> **Required work**
1. Do these statements agree with the semantic web thread: (a) one commenter calls the BBC catalogue fun as a demonstration; (b) the UniProt data would be queried with SQL; (c) BioDASH is described as already fully usable? Answer yes or no for each, and quote the deciding words of the thread.
2. Can you write out everything in the semantic web thread from "Back to more" down to "the BioRDF group.", replacing "collaborative project" with "community effort"?

> **Source text**

# # #

Creative Commons License


This work is licensed under a
Creative Commons Attribution-Noncommercial-Share Alike 3.0 License.


Comments

Comment viewing options

Select your preferred way to display the comments and click "Save settings" to activate your changes.

Practical code

I love a good semantic web debate (from an outsider's viewpoint).

The BBC catalogue is fun as a demonstration. I'll say what I always say when this topic comes up here: people will be convinced by semantic web technology when it does something useful. Almost every demonstration that I've seen is just that - a demonstration. When a website appears that allows me to retrieve and analyse biological data, I'll be impressed.


Identity, Reference and the Web

Greg, the importance of RDF is highly debateable. Some people really don't like RDF very much, but I don't want to get into a language war here. These issues of Identity, Reference and Meaning on the web are as old as the hills, and the subject of a tasty looking workshop at the world wide web (dub dub dub) 2006 conference later this month.


Don't get me wrong, I very

Don't get me wrong, I very much want the semantic web to work, I guess I'm just a little grumpy at the moment.

As far as identity issues go, I find it a little crazy that right now there is no straight forward guidelines, solutions etc. wrt the semantic web. I really hope that I'm wrong about some stuff and it all works out in the end...

Back to more productive things. What could we do with the UniProt RDF data set ? I looks possible to build a 'Semantic Bio Catalogue' in the same vein has the BBC catalogue. The advantage of this would be simply *having* such a resource online and available to download and query (with sparql). A show case of semantic web tech for biology... but how would it work, could we do it as a collaborative project ? Maybe this should be suggested as one of the tasks for the BioRDF group.


BioDASH

You've mentioned BioDASH before - that's the kind of thing you could use the UniProt data for (at least once BioDASH is a bit more usable).

# # #

> **Dataset**
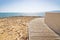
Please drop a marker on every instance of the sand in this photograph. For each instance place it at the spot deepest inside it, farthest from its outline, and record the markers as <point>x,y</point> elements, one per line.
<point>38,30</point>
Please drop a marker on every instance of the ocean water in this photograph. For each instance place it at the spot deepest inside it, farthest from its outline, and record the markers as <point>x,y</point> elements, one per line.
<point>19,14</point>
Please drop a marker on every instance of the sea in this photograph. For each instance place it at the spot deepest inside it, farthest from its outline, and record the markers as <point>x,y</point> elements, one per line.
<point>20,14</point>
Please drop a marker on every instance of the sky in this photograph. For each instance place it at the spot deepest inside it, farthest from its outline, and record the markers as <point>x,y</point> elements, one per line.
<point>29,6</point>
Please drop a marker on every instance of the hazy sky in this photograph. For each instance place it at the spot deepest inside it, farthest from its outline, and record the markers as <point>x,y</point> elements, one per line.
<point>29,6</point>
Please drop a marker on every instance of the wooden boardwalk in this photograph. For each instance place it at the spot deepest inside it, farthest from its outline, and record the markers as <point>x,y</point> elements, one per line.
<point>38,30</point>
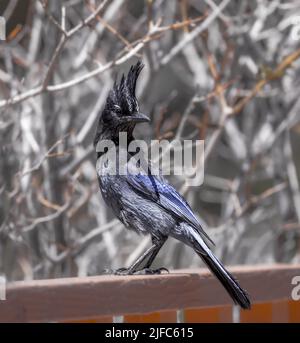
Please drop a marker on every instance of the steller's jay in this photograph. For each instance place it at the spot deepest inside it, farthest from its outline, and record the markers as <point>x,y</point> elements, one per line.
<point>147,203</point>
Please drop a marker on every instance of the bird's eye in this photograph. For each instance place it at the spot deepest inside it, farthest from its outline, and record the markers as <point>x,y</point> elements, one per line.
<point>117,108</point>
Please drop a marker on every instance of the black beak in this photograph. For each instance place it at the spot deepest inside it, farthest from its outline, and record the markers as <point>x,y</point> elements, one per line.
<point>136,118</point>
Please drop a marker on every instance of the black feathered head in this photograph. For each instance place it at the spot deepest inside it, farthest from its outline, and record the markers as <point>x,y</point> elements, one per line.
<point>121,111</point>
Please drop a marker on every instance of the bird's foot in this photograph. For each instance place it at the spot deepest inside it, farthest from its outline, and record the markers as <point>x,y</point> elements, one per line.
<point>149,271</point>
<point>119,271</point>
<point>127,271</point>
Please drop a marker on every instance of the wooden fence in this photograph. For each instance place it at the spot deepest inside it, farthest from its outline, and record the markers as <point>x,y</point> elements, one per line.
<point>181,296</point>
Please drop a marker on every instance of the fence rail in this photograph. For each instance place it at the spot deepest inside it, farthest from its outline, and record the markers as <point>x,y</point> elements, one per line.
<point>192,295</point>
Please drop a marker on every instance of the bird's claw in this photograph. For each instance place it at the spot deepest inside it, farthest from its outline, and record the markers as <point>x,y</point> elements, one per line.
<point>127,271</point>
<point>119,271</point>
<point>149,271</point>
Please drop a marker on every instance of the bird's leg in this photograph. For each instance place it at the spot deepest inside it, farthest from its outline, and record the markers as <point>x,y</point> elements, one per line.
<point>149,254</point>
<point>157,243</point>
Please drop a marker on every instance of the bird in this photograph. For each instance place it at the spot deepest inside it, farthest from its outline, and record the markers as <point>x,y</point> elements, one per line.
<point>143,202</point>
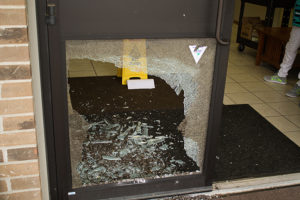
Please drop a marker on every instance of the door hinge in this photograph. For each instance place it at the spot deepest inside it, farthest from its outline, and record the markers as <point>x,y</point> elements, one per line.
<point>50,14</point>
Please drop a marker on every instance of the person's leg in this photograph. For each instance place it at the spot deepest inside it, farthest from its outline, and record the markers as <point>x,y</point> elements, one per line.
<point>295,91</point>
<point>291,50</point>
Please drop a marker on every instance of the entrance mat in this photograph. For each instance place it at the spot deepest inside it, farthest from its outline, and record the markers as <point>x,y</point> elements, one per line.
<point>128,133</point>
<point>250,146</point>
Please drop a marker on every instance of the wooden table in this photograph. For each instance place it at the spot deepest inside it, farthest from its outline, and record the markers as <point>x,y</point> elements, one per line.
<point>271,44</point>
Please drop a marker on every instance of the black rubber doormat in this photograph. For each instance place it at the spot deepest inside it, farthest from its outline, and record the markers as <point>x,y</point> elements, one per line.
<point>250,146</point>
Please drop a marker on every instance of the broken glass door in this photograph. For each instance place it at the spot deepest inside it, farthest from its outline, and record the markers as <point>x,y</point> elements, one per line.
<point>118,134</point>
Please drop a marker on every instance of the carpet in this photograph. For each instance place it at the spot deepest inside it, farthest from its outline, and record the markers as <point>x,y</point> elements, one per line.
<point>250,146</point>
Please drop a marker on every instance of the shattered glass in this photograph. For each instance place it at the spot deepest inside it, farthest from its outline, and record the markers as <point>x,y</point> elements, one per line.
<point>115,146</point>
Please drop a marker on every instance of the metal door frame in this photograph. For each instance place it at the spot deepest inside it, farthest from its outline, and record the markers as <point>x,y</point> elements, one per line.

# # #

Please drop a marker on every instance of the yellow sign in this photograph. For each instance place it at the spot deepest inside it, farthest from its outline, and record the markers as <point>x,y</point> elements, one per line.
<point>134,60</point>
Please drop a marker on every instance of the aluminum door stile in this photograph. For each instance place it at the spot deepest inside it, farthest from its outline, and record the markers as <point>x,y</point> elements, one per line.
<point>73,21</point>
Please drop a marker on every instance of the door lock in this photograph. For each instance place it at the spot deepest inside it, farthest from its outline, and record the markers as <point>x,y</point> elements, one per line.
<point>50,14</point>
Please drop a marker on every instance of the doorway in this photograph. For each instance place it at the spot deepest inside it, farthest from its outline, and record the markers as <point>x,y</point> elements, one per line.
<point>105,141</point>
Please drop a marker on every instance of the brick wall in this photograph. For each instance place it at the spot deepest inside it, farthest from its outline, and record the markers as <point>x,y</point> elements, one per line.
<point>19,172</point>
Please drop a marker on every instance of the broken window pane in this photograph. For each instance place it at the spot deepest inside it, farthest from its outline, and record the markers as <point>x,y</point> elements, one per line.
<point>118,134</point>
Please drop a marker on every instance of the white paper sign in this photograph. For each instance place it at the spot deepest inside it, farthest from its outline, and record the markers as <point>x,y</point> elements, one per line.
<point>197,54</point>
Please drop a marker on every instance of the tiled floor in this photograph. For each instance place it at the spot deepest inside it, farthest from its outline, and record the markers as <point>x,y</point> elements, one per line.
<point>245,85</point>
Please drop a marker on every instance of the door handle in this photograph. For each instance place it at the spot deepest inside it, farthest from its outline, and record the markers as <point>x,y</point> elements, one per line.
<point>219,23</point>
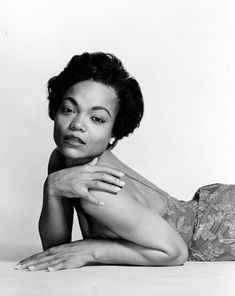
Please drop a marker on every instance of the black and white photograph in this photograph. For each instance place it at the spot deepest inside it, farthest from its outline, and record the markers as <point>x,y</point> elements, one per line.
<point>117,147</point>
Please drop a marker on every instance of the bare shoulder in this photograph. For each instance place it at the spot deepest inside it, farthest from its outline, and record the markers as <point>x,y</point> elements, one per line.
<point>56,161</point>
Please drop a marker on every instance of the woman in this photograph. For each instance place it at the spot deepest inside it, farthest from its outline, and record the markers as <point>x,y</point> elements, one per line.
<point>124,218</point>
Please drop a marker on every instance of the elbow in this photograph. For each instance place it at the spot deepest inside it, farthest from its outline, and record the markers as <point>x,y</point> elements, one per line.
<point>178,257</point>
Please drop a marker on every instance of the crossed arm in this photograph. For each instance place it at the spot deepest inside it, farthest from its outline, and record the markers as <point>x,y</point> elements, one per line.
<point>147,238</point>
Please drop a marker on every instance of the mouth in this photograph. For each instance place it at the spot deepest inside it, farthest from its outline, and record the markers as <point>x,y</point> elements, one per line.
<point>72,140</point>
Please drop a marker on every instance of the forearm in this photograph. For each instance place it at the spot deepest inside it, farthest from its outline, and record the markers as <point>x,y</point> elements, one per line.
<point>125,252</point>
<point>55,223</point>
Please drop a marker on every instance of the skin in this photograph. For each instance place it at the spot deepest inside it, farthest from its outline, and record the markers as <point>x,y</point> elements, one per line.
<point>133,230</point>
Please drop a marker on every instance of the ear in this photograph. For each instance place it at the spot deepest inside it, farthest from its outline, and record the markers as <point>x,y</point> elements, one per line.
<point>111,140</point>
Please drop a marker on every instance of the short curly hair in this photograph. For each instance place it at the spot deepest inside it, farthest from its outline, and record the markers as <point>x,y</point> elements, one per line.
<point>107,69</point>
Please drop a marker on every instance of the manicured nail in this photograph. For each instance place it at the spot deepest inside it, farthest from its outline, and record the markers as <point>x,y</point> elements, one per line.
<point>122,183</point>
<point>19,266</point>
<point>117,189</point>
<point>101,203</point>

# # #

> **Answers**
1.
(a) Yes: "The BBC catalogue is fun as a demonstration."
(b) No: "available to download and query (with sparql)"
(c) No: "at least once BioDASH is a bit more usable"

2.
Back to more productive things. What could we do with the UniProt RDF data set ? I looks possible to build a 'Semantic Bio Catalogue' in the same vein has the BBC catalogue. The advantage of this would be simply *having* such a resource online and available to download and query (with sparql). A show case of semantic web tech for biology... but how would it work, could we do it as a community effort ? Maybe this should be suggested as one of the tasks for the BioRDF group.